## READING TEXT:
********************

Skip to content

Update to Ubuntu 26.04 and ROOT 6.38.04#188

Open
tvami wants to merge 8 commits into
mainfrom
ubuntu_26.04
Open

Update to Ubuntu 26.04 and ROOT 6.38.04#188
tvami wants to merge 8 commits into
mainfrom
ubuntu_26.04

Conversation

@tvami
Copy link
Copy Markdown
Member

@tvami tvami commented May 14, 2026

I am adding a new package to the container, here are the details.

What new packages does this PR add to the development image?

  • Update to Ubuntu 26.04 and
  • ROOT 6.38.04

Check List

  • I successfully built the container using docker
  • I was able to build ldmx-sw using this new container build

Yes with LDMX-Software/ldmx-sw#2047

  • I was able to test run a small simulation and reconstruction inside this container
  • I was able to successfully use the new packages.

I can compile and run ldmx-sw

@tomeichlersmith
Copy link
Copy Markdown
Member

Just as a heads up, when I was experimenting with bumping the ROOT version, the image was failing to push to DockerHub: https://github.com/LDMX-Software/dev-build-context/actions/runs/25692264293

This error happens at the end of the build and is fairly opaque:

#38 exporting cache to registry
... enumeration of cache layer digests being pushed
#38 ERROR: error writing layer blob: failed to copy: unexpected status from PUT request to https://registry-1.docker.io/v2/ldmx/dev/blobs/uploads/6dfe44a1-d8e5-4101-96b0-60ecb367ce2e?_state=YWmJR8ZplwmAgIsMakD5kyA9Din_n16W7g8aDlwfGqp7Ik5hbWUiOiJsZG14L2RldiIsIlVVSUQiOiI2ZGZlNDRhMS1kOGU1LTQxMDEtOTZiMC02MGVjYjM2N2NlMmUiLCJPZmZzZXQiOjAsIlN0YXJ0ZWRBdCI6IjIwMjYtMDUtMTJUMTk6NTI6MjkuMzU4NzQzMzg2WiIsIkV4cGlyZXNBdCI6IjIwMjYtMDUtMTJUMjA6MjI6MjkuNDM2NjE3MzY5WiIsIlVzZXJuYW1lIjoi***IiwiVXNlclVVSUQiOiJiY2I0ODZmOS04YmFhLTRiNTItOWQwMi1hZGJmZjg0MjFmYzIiLCJTZXNzaW9uSUQiOiJkY2tyX2p0aV96c3l5QTlmZkpHYjFZdkU0eDRSRnBVY3dvYWM9In0%3D&digest=sha256%3A0d116fb00beae894036892d63cedd3769966bc245456841abee862cc9d7fb8c7: 400 Bad request

I fear that it has to do with the caching since it fails in the build step of trying to push the cache. From a little searching, this looks like the layer being pushed is too large. Either we need to drop all caching (which works) or maybe we can get away with dropping the mode=max parameter? I am uncertain. Caching is not necessary, it just helps speed up re-builds when we merge a PR.

Another solution is to look back at customizing the CI workflow to cache locally on the runner. This makes sense for us since we just have the single VM acting as the runners doing the building. Right now, we treat it like two runners and have GitHub distribute the load, but we could treat it like one runner and do the parallel-building within the action itself.

********************

## WRITTEN EXERCISE A:
In the pull request thread above, which parameter does the commenter suggest dropping as an alternative to removing all caching?
## WRITTEN EXERCISE B:
Please copy the pull request thread, starting with "Conversation" and going on through "the development image?".

## LISTED RECORDS:
********************

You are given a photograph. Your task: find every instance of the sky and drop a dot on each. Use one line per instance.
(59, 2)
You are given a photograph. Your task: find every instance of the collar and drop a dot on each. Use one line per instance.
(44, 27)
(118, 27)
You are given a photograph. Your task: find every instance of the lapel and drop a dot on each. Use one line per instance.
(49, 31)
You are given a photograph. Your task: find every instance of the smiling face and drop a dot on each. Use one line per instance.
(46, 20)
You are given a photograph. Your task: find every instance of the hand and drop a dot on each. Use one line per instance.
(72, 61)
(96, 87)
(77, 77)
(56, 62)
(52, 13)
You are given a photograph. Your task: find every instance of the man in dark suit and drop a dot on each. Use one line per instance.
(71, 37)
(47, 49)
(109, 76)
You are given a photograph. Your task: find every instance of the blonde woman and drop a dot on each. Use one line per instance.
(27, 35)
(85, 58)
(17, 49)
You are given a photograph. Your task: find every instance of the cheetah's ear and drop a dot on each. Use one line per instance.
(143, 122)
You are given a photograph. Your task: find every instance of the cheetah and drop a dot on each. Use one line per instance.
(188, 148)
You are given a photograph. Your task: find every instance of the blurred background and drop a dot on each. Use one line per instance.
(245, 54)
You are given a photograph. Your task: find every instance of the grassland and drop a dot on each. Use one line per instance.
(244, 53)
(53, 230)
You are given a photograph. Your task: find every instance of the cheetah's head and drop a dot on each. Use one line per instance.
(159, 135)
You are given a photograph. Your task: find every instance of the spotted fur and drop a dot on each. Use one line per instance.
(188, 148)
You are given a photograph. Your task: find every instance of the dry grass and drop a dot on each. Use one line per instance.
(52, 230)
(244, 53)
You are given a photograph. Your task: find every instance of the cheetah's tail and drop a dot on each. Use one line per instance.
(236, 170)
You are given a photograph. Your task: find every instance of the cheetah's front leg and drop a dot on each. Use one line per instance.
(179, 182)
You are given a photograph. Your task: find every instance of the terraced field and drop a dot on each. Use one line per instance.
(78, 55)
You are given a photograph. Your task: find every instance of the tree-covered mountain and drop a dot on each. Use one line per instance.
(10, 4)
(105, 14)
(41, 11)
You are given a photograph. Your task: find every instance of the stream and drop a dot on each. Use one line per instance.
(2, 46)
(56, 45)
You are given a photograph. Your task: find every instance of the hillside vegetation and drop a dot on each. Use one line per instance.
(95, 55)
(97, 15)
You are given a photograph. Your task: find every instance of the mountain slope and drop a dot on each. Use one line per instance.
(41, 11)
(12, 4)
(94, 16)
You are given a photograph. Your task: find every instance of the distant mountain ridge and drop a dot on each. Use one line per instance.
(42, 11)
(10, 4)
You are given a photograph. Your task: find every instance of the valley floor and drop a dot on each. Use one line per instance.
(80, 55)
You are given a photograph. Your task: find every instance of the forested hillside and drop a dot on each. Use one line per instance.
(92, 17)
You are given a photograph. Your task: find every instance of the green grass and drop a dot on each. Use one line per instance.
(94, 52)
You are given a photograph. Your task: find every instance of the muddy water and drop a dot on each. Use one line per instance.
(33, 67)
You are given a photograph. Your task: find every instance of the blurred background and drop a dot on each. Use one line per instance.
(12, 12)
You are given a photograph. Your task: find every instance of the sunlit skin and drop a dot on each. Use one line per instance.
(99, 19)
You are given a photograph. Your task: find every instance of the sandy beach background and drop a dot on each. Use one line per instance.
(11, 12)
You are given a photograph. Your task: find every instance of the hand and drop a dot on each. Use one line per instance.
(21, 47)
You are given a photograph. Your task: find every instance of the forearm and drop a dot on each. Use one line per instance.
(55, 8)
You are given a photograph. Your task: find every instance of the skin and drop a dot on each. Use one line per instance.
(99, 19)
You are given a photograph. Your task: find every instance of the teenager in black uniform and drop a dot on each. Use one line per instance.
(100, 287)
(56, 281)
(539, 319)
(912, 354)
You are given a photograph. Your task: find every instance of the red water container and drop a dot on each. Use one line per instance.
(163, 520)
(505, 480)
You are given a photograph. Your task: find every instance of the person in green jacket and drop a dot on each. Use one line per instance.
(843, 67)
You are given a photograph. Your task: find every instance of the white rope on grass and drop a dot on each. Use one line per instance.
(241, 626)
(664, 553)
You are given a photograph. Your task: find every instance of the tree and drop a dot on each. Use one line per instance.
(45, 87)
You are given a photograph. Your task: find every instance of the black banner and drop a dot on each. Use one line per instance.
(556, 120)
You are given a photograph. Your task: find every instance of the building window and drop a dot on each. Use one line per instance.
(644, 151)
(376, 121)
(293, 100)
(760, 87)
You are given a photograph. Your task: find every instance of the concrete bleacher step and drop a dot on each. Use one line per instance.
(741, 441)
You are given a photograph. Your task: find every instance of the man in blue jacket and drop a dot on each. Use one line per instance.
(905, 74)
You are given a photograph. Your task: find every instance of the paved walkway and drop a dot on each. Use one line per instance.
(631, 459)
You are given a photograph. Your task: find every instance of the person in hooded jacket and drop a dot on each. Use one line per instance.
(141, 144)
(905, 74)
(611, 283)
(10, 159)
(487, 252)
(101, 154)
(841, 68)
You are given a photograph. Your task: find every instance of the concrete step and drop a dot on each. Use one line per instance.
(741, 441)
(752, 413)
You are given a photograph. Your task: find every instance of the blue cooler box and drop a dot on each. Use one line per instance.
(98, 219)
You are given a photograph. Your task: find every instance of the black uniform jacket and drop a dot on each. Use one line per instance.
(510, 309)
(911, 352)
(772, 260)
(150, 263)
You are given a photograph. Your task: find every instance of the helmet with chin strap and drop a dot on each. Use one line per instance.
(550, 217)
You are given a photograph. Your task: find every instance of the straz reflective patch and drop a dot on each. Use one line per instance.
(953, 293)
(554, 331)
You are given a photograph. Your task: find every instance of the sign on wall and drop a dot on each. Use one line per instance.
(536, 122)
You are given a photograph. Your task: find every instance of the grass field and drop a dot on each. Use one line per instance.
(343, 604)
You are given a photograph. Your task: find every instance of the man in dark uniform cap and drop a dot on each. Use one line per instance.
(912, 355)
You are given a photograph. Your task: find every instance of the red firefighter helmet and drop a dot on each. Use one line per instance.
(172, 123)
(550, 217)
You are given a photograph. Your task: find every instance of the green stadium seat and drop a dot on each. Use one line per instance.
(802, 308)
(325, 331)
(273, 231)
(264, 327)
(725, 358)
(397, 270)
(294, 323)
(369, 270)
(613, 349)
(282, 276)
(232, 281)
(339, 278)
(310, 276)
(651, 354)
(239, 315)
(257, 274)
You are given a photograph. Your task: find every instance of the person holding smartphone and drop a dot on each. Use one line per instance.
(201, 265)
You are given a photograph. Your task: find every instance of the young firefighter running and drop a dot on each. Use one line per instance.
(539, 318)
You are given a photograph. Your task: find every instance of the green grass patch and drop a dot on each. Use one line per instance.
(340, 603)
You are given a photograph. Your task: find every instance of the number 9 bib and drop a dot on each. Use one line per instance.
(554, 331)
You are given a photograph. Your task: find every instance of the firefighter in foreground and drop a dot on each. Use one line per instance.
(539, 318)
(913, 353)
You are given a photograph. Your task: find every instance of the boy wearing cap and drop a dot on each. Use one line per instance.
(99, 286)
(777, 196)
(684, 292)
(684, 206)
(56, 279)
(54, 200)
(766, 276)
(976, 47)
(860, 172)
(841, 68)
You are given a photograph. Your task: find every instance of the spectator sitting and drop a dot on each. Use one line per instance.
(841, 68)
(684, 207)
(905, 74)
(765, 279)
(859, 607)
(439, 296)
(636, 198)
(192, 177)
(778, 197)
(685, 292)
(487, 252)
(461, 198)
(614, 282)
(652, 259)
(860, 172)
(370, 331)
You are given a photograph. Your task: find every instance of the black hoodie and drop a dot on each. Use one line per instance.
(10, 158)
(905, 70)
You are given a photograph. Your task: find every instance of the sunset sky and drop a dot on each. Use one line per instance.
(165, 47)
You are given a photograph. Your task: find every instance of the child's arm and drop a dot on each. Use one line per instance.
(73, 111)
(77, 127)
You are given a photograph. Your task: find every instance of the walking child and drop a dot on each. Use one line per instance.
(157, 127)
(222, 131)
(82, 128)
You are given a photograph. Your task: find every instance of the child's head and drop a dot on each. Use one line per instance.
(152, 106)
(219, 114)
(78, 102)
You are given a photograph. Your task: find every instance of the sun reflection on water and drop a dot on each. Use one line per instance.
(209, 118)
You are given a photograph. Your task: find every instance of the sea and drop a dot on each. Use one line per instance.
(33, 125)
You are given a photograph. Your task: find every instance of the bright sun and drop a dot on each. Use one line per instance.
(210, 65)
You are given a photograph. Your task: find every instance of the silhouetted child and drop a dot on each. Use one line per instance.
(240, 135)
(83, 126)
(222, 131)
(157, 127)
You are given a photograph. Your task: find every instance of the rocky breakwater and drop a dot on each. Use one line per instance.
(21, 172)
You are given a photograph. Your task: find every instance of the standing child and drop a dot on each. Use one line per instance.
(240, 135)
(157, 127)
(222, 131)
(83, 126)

********************

## FULL ANSWER A:
The mode=max parameter.

## FULL ANSWER B:
Conversation

@tvami
Copy link
Copy Markdown
Member

@tvami tvami commented May 14, 2026

I am adding a new package to the container, here are the details.

What new packages does this PR add to the development image?